> _READING PASSAGE_:
________
Sewing Up the Chaos

It’s that time of the year again where I start feeling antsy.  My biggest con is just around the bend, the book is almost here, and I’ve got so many things on the horizon that I’m unsure about.  Plus a nice bout of insomnia while the gears turn and turn each night trying to plan how things are going to go down.  I warn you that this is going to be a candid entry, as I’ve always meant for the point of this journal to be an honest look at my venture into being a fantasy artist.
It’s time to start planning the promotion of the book.  Will the book do well? Will I make enough from royalties to help pay for rent on a bigger place?  Will it flop?  Am I going to sell well at the next convention?  I just have no clear idea right now what being published by a major publisher will even mean, how it will effect my plans, and that is driving me a little batty.  I’m sure things will become clearer as I work with the company to learn what their promotional procedures are like, but right now waiting for things to come together is absolutely maddening.  But the publishing wheels turn, turn, turn and that is just the nature of things.  I wonder if this is how all debut authors feel when they’re in that limbo time between the finished manuscript and the publication date?
________
> _RECORDS_:

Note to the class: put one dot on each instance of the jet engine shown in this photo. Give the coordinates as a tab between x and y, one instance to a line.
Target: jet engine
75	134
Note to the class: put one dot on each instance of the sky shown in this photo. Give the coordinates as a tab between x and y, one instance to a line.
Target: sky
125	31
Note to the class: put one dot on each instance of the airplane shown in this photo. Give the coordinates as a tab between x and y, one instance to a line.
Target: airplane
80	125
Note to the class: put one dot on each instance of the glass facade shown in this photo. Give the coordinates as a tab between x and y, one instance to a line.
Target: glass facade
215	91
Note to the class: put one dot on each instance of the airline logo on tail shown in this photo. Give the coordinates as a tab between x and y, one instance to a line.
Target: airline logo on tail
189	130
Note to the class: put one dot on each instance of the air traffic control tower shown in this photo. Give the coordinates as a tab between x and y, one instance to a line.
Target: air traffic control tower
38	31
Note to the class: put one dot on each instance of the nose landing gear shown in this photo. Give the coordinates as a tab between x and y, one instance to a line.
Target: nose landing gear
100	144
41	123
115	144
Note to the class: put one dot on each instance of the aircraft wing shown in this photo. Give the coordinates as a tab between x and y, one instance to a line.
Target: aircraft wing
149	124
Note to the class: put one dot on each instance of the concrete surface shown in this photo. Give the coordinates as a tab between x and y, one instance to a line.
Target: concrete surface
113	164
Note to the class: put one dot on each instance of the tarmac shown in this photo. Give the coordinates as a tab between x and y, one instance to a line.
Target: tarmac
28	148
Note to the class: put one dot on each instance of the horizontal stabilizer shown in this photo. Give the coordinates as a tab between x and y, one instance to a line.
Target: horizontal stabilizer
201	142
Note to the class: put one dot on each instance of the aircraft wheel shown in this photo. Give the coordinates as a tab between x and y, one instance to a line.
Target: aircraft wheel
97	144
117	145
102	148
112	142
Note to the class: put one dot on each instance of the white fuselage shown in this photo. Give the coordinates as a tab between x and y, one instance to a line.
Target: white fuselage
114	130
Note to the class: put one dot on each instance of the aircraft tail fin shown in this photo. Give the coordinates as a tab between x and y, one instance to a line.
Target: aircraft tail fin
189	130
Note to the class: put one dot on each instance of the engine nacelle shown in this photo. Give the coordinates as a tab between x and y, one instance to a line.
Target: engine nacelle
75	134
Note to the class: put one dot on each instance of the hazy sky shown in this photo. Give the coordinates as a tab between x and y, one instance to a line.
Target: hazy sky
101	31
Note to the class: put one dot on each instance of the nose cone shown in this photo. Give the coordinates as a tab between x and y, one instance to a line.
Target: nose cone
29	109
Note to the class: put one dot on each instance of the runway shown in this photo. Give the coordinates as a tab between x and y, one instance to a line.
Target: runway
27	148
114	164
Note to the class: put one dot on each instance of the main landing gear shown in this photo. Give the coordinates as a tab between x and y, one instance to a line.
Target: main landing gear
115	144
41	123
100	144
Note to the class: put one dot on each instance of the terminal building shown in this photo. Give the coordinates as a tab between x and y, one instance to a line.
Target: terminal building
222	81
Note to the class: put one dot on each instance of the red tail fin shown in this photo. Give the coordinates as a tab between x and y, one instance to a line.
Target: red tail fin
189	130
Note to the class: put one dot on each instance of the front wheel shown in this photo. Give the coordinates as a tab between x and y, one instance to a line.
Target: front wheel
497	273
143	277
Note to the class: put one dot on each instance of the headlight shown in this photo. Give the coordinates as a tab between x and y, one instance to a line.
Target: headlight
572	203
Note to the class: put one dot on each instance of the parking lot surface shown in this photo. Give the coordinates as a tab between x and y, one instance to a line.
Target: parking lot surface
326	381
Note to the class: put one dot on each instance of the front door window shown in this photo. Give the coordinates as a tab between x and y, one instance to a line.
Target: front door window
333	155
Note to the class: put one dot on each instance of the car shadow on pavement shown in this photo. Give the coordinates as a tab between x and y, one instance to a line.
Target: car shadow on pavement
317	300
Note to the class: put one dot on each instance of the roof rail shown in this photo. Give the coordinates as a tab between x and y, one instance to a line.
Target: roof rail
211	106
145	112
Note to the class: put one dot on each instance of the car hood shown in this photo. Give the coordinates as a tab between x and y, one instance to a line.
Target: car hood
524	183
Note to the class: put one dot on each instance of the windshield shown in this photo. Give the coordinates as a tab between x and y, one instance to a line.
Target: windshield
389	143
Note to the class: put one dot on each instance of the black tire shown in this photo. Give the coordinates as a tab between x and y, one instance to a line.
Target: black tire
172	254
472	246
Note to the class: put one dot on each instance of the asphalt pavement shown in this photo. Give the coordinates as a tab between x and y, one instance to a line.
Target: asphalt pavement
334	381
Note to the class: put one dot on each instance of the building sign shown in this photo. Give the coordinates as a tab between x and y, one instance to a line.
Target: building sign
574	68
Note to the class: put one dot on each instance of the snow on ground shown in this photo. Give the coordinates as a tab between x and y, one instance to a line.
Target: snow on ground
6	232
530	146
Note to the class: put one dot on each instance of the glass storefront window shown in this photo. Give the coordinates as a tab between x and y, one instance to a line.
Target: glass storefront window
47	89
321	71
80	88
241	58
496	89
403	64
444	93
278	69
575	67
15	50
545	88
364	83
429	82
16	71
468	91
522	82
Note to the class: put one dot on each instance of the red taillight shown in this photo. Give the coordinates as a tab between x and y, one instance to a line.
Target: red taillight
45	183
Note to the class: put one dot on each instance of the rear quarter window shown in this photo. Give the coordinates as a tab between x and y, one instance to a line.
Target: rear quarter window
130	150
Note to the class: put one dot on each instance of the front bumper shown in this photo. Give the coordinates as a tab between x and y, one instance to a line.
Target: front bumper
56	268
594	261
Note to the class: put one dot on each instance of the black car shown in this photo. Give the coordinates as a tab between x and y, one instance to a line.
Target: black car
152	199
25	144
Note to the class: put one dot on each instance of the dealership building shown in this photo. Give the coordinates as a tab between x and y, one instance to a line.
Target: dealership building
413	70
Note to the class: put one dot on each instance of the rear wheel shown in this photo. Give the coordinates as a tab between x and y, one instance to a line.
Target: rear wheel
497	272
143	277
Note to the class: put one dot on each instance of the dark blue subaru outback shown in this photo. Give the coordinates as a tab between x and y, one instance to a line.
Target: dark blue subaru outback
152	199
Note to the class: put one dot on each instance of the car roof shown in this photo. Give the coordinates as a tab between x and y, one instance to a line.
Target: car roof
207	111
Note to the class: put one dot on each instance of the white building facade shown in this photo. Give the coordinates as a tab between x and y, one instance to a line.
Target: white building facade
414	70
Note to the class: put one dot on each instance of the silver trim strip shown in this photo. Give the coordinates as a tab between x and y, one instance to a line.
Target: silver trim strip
________
> _PROBLEM DESCRIPTION_:
Continue the journal entry about preparing for the book's release, picking up after its last sentence. The lines are not needed.

> _FINAL ANSWER_:
I’ve had a rocky start this year as far as convention sales, though they’ve been great for meeting other artists and not feeling like I’m trapped in a dark cave somewhere gnawing on raw fish a la Gollum and wasting my life away chained to my art desk.  Am I making a living out of this yet? Sadly, the answer right now for my first year doing this is no, not yet. I am surviving thanks to the loving support of family…which makes me feel somewhat guilty.  Next year, there will be art fairs to help supplement online sales (and HOPEFULLY licensing revenue..but still working on a portfolio for that and researching the ins and outs).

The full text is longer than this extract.